* **GIVEN REQUEST**
Can you repeat the rows below with "shoulder seam" swapped for "sleeve hem" and nothing else changed, leaving out the pictures?

* **RECORDS SHOWN**
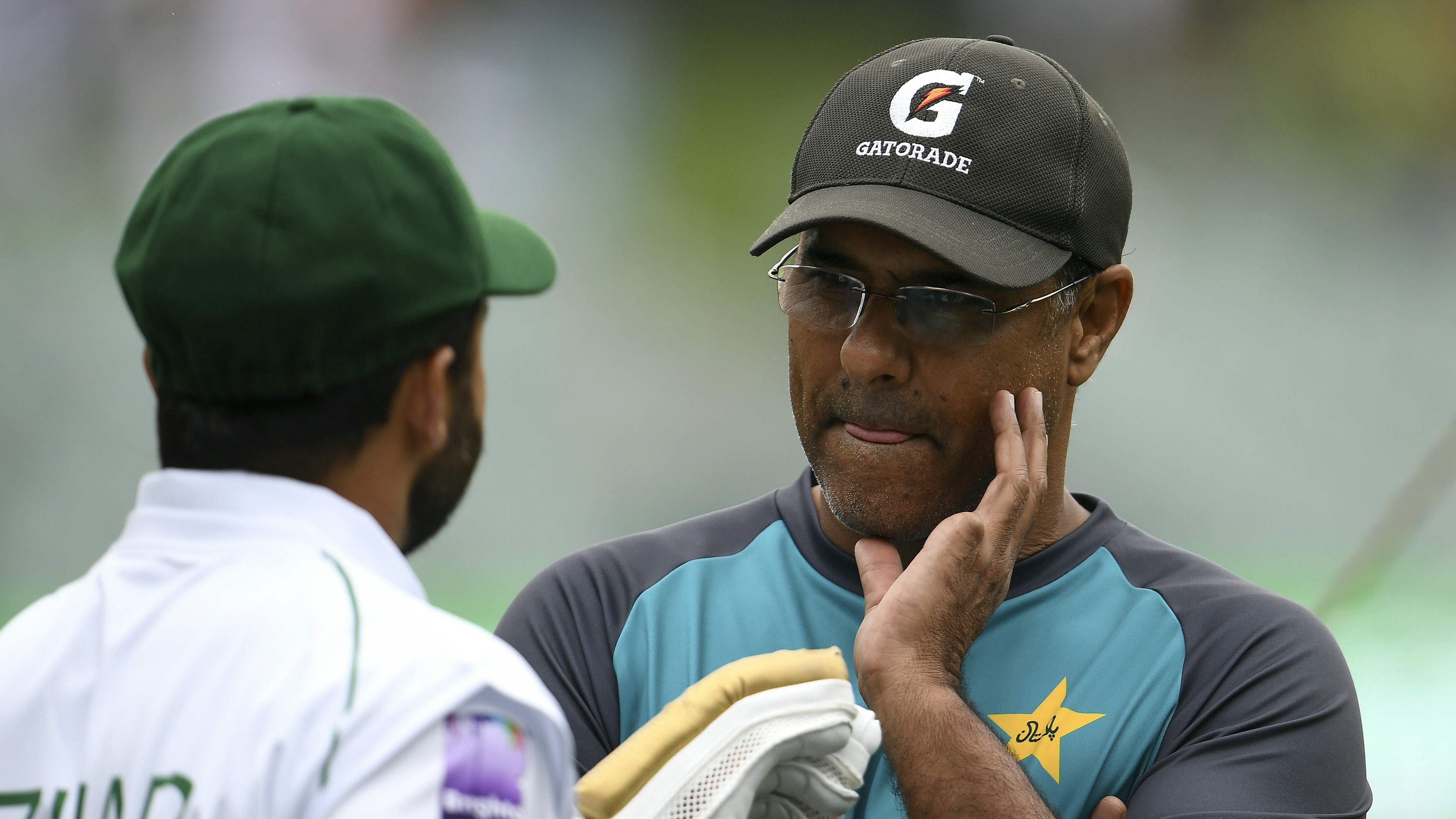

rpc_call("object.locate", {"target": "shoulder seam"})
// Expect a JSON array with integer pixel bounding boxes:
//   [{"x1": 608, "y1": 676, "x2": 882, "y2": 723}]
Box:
[{"x1": 319, "y1": 551, "x2": 360, "y2": 788}]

* **RESULT OF THE TASK**
rpc_call("object.locate", {"target": "sleeve hem"})
// Expect a JSON array with integer pixel bounding boxes:
//   [{"x1": 608, "y1": 676, "x2": 882, "y2": 723}]
Box:
[{"x1": 319, "y1": 551, "x2": 360, "y2": 788}]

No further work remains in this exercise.